Objective: Copy verbatim the lines of the material below, starting at the line that contains "Task: for the greenhouse-bench survey, tag the wooden dresser" and ending after the line that contains "Task: for the greenhouse-bench survey, tag the ceiling". Include both of those lines and nothing outside that range.

Data rows:

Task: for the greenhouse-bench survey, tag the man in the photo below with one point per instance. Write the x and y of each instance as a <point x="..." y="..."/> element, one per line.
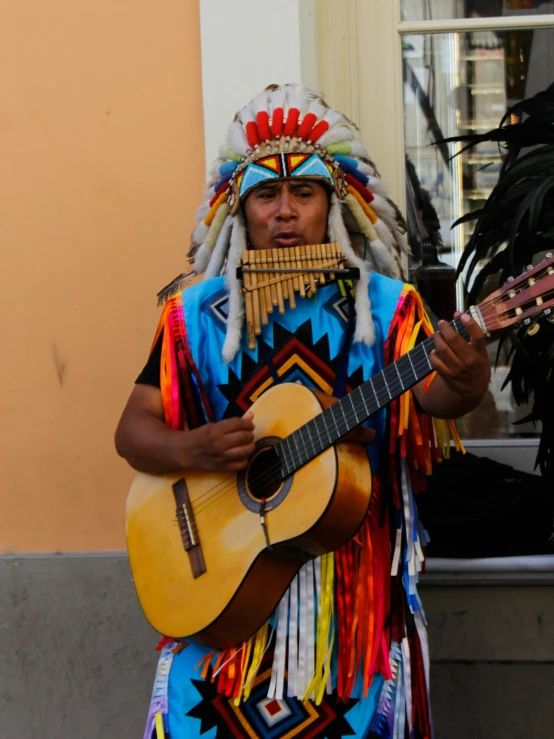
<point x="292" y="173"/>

...

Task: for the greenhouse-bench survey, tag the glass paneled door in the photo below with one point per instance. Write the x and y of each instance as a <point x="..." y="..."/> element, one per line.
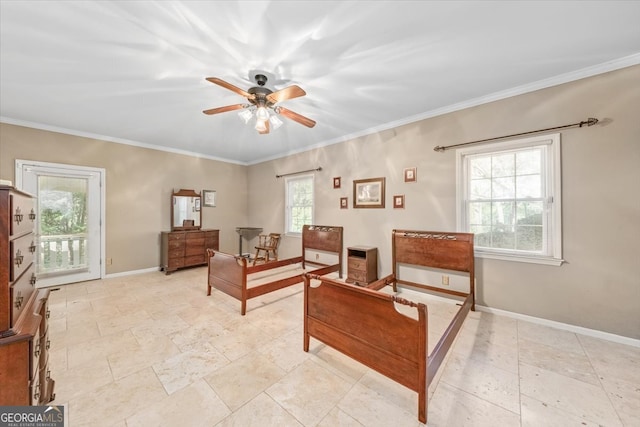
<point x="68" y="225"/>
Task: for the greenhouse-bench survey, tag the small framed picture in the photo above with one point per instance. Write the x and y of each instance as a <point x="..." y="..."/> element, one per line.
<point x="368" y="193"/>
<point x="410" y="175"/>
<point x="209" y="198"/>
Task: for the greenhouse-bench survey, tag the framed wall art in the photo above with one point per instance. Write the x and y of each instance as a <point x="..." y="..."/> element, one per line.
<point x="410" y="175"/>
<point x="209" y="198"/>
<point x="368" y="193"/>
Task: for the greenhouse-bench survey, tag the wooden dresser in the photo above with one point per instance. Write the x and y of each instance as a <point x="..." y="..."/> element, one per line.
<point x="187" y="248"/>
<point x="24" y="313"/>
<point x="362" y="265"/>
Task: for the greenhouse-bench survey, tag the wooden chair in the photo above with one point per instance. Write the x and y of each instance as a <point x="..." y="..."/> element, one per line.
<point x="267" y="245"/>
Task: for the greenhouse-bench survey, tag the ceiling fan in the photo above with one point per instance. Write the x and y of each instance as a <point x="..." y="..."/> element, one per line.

==

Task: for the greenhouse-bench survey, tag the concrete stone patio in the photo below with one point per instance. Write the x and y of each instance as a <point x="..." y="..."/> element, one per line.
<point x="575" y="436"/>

Solution to the exercise:
Task: for the greenhouse-bench survey, tag the wooden dresser in the photo above with one point per instance. Write the x and y of each instance as a <point x="..." y="..."/> element, one per line.
<point x="187" y="248"/>
<point x="24" y="313"/>
<point x="362" y="265"/>
Task: for the greenhouse-bench survey, tag the wooden chair in the photo above with one point per instance. Write the x and y of each instance as a <point x="..." y="..."/> element, one per line.
<point x="267" y="245"/>
Task: for the greenhouse-bench survey, tag the ceiling fan in the photo above with one point per instance. Write the x and y of each instance as a <point x="..." y="..."/> element, one per line.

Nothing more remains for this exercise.